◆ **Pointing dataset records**
[Begin]

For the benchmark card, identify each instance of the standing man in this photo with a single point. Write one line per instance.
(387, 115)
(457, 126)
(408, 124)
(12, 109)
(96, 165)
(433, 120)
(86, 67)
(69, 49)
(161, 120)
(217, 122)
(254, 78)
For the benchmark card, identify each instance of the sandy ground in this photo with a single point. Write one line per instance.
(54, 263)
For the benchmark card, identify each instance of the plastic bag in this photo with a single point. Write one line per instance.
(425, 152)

[End]

◆ **Goal**
Reproduce every line of the records above, requests included, and shift each coordinate in the answers by -98.

◆ **Response**
For the benchmark card, identify each instance of the standing man in this photo with a single point. Write one line per instance.
(289, 17)
(359, 28)
(310, 26)
(-86, 11)
(-2, 67)
(335, 22)
(-12, -31)
(-29, -49)
(63, 22)
(119, 24)
(156, -20)
For the benchmark card, identify each instance of the sandy ground in this photo with a single point. Write one line per instance.
(-44, 165)
For the benchmark card, identify each instance of the plastic bag in this photo with a single point. Write one line per instance.
(327, 54)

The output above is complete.